* _INFORMATION SHOWN_
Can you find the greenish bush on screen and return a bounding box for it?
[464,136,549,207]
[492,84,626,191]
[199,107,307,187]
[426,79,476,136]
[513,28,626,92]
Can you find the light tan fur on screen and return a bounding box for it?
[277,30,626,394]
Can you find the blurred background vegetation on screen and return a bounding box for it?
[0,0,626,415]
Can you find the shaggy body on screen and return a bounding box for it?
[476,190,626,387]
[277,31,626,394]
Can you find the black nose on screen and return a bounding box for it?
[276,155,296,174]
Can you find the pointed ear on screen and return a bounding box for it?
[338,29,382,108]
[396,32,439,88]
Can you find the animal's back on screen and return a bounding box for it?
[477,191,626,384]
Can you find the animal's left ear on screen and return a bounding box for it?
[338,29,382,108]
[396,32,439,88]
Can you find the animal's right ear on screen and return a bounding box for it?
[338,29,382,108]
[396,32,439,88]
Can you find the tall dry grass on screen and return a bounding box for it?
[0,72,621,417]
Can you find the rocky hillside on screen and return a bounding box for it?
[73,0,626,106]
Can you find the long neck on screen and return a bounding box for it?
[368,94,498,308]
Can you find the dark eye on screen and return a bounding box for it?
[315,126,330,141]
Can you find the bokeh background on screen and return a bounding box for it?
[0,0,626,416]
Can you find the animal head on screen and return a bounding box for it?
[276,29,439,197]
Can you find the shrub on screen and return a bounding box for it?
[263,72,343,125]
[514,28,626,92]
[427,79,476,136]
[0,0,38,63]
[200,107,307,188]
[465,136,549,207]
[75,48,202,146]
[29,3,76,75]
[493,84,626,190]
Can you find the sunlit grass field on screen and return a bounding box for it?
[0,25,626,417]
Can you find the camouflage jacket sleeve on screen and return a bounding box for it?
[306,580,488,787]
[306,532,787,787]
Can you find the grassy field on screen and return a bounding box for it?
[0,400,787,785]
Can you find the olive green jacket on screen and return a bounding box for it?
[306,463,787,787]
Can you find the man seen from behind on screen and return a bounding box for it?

* _BRIEF_
Rewrite the records from the line containing "Can you find the pointed" through the end of the records, including both ends and every request line. In each answer, multiply every bounding-box coordinate by 0.9 and round it to a whole number, with halves rounding up. Give only these lines.

* _RESPONSE BELOW_
Can you find the pointed ear on screen and return a bounding box for it?
[304,26,344,97]
[356,29,395,79]
Can you find the animal's back on screen and return a bounding box for it?
[429,172,563,346]
Can you find the animal's left ear on screen and return a bounding box for it?
[304,26,344,97]
[356,29,395,79]
Can you find the animal's right ear on screen and return a bounding box for it?
[304,26,344,97]
[356,29,395,79]
Can you find the tall dry grass on screen and return a bounding box for it?
[0,65,559,375]
Can you find the rocky hillside on screen and return a bounding box for it?
[66,0,563,95]
Can you find the long neck on screen and return a bounding box for it?
[331,85,448,277]
Can you find the dark eye on screen and return a bounding box for it?
[284,113,297,127]
Can you find the bokeh background on screen and return a bounding box for it?
[0,0,563,374]
Can you find the animal head on screen and return a bounding box for it?
[248,26,395,177]
Can you find the shrub on screen and return a bounding box for it?
[237,65,309,113]
[463,25,563,83]
[384,71,428,122]
[0,0,34,57]
[180,96,276,169]
[419,122,494,186]
[68,43,182,131]
[26,3,68,68]
[444,76,563,171]
Can you find the sunlit grass field on screen and return a bounding box for it?
[0,23,563,375]
Can you find the camouflage jacket sleeve on screen and return a bounding box for it?
[275,522,439,708]
[275,479,708,708]
Can you find the grassy field on screen and return a bounding box for it?
[0,360,708,707]
Can you find the olive green jacket on screen and return a bounding box for it?
[275,417,708,708]
Can you find the man seen from behind on screen and return a bounding box for it?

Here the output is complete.